**What is being asked**
Reproduce verbatim the lines of the records below, from the line containing "chicken leg, one line per instance." through the final line of the records, both included.

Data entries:
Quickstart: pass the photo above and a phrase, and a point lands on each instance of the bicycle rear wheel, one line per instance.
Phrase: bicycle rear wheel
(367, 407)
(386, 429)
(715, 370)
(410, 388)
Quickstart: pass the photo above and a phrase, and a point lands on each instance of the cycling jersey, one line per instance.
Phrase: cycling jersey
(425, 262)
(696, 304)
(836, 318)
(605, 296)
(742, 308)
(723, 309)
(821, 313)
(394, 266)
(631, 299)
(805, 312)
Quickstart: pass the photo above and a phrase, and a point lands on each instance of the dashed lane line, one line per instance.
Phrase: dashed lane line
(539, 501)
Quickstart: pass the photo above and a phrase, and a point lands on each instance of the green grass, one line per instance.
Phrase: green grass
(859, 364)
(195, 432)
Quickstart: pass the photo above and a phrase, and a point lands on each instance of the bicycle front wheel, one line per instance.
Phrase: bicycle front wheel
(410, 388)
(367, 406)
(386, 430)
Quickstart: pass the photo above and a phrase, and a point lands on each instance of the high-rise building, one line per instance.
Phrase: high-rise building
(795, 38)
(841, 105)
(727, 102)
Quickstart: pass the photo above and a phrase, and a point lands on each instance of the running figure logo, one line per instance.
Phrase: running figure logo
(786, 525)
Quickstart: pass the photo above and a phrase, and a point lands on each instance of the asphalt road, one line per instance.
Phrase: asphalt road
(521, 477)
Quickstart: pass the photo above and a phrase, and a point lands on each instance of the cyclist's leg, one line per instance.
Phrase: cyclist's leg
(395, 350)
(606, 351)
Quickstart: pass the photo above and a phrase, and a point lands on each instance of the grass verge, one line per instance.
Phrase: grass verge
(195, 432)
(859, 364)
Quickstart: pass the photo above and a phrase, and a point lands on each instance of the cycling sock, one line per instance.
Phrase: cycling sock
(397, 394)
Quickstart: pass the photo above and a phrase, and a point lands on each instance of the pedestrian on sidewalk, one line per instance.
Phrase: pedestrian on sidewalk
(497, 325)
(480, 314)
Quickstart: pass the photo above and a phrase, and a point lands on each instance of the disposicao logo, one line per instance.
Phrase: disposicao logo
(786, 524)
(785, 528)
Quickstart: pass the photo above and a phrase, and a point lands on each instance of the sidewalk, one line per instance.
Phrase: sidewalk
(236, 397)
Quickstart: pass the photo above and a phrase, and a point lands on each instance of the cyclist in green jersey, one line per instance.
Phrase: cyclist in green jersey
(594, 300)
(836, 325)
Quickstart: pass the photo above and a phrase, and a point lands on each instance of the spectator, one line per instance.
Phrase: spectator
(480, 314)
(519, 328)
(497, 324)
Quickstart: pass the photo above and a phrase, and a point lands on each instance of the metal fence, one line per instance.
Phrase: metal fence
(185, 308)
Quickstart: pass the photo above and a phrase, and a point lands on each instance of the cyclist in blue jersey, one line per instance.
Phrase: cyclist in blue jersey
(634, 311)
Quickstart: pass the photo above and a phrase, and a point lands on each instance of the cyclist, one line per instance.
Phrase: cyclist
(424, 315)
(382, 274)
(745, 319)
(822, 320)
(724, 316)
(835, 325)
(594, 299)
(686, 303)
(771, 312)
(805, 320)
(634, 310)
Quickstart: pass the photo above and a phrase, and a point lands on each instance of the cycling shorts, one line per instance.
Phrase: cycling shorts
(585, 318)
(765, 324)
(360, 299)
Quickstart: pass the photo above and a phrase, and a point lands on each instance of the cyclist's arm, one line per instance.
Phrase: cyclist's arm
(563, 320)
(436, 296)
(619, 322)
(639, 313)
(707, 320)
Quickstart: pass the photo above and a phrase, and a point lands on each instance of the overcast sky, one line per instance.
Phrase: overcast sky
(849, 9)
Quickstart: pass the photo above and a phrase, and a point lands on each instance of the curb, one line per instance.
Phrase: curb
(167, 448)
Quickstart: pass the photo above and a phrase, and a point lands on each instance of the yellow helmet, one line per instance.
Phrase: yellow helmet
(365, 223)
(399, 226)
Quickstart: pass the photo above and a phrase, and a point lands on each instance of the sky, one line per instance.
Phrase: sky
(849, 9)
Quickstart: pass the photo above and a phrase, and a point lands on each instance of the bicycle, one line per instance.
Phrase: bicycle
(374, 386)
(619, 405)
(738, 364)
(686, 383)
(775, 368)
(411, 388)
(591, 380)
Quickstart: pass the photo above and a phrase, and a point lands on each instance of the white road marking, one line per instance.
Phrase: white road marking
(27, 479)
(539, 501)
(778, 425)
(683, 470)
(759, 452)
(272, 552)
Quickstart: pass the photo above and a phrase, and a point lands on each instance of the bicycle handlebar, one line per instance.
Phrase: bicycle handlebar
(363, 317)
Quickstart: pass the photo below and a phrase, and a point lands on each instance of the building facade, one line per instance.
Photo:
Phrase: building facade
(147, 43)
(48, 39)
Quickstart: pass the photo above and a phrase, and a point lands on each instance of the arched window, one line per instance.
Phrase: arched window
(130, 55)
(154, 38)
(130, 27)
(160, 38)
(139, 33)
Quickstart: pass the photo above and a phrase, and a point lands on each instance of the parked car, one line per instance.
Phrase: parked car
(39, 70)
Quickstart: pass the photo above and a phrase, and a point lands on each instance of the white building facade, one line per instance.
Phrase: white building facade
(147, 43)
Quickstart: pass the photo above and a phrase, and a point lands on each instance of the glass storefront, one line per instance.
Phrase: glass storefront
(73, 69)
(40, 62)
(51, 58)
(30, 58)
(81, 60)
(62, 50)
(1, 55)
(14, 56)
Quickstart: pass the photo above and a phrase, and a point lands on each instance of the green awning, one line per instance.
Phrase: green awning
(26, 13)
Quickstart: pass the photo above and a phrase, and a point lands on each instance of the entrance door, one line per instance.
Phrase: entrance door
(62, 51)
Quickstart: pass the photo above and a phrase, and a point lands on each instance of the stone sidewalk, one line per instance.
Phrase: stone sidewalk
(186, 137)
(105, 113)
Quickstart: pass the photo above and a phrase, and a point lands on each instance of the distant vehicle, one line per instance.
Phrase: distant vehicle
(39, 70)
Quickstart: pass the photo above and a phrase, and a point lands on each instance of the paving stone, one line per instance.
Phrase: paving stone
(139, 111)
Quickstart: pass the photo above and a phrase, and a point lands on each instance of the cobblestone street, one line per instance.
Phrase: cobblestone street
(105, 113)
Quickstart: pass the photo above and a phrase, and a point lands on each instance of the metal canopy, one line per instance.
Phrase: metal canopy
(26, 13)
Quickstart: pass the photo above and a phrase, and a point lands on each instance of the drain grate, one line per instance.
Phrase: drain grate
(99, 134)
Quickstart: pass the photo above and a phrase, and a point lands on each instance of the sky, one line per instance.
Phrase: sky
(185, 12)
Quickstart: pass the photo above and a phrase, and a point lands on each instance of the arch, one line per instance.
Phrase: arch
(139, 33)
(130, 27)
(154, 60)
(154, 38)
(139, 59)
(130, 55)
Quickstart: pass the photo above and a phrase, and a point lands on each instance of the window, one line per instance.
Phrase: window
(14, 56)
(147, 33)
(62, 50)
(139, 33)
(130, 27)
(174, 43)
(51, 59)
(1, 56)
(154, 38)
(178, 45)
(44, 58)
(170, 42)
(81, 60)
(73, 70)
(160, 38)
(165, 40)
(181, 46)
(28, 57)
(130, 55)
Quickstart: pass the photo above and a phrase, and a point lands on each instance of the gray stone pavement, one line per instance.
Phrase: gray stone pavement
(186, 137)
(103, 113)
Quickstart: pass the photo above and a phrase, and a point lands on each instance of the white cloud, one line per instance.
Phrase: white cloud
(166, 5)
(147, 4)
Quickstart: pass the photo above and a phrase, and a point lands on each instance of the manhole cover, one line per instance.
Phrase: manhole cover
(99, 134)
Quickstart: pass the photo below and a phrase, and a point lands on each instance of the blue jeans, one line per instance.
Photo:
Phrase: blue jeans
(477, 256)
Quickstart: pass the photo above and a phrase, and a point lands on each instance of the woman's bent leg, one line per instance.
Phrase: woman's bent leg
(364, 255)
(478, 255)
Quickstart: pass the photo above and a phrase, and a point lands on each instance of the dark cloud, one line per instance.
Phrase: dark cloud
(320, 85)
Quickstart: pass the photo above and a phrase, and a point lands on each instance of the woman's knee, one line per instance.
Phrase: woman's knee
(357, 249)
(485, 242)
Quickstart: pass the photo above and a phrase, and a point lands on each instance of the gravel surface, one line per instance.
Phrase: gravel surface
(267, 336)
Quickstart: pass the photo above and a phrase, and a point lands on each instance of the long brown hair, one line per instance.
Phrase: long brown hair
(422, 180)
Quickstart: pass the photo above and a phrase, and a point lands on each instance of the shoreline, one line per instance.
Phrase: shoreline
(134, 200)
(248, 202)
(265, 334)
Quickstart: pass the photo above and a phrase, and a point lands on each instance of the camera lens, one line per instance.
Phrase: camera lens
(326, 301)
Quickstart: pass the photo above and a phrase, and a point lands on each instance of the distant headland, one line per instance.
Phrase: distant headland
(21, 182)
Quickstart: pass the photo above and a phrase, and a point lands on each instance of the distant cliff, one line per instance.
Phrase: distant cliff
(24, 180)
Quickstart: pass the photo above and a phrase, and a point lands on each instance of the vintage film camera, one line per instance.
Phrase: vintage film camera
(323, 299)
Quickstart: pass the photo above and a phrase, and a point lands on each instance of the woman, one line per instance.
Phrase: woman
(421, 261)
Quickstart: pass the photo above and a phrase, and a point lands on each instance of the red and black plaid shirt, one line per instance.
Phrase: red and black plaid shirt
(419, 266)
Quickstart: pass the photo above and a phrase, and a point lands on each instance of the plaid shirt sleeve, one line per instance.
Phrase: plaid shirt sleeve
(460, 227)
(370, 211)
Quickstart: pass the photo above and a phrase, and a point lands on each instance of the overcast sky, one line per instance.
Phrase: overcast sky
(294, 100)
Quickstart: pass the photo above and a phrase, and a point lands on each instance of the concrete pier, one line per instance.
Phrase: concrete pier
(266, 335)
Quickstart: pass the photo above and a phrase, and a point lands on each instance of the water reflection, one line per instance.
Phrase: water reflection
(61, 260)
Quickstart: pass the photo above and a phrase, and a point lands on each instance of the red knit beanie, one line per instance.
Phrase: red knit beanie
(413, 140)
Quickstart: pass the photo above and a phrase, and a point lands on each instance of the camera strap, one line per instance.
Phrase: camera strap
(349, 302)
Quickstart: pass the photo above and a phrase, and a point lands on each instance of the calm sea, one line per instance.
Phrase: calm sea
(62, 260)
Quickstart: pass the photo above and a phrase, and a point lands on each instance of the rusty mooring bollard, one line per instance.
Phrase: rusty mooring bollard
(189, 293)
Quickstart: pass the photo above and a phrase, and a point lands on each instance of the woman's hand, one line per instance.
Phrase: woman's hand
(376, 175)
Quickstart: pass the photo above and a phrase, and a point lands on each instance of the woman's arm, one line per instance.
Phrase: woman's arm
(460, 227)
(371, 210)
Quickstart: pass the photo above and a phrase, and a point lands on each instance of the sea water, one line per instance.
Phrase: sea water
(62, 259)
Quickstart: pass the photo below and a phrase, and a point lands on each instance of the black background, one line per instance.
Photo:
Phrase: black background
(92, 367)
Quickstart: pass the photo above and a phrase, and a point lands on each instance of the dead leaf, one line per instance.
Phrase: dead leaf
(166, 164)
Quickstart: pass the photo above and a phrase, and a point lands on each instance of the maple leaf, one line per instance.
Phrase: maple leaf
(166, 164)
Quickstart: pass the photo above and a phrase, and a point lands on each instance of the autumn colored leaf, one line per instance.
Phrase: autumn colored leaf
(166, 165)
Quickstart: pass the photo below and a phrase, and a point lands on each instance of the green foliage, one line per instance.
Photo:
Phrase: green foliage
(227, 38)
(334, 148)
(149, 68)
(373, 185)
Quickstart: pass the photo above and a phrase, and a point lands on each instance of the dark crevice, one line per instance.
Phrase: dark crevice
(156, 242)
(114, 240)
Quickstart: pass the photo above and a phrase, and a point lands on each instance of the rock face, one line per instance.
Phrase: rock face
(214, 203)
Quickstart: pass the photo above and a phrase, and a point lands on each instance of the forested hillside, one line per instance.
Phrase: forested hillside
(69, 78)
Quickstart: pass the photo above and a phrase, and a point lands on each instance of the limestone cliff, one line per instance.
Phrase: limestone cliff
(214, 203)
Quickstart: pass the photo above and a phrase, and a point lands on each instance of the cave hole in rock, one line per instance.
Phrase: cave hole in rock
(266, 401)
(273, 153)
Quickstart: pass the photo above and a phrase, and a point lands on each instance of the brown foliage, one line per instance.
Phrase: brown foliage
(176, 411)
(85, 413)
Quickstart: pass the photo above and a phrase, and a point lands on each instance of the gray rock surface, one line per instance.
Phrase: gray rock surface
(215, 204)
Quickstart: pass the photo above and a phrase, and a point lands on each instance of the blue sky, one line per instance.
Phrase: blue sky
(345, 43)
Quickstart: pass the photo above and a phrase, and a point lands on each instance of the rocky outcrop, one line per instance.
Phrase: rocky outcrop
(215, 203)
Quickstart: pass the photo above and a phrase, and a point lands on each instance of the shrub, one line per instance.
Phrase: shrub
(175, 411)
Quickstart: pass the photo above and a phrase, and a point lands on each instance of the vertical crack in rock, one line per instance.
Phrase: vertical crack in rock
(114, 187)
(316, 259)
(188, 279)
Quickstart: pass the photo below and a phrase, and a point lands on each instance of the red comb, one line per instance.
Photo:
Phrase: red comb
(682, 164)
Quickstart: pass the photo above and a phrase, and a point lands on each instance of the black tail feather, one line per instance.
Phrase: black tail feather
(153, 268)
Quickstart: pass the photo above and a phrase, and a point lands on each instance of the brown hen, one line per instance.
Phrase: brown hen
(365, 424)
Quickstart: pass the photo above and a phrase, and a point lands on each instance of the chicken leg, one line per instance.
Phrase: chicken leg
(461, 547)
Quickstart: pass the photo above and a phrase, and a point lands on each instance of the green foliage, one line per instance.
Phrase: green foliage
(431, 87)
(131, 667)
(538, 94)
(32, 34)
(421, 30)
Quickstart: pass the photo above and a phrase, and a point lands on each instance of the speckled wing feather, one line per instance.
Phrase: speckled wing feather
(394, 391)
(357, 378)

**The answer**
Quickstart: pass the photo above and a phrase, and a point lands on each instance of the chicken leg, one line per instance.
Phrase: chicken leg
(461, 547)
Quickstart: pass the photo above and a phrase, and a point lands on each instance of the green foliage, one line per instance.
Phrase: green foliage
(431, 87)
(131, 667)
(538, 94)
(32, 34)
(421, 30)
Quickstart: pass the photo above and a phrase, and a point lands on each instance of the speckled wing feather, one line per instance.
Phrase: speckled wing feather
(394, 391)
(357, 378)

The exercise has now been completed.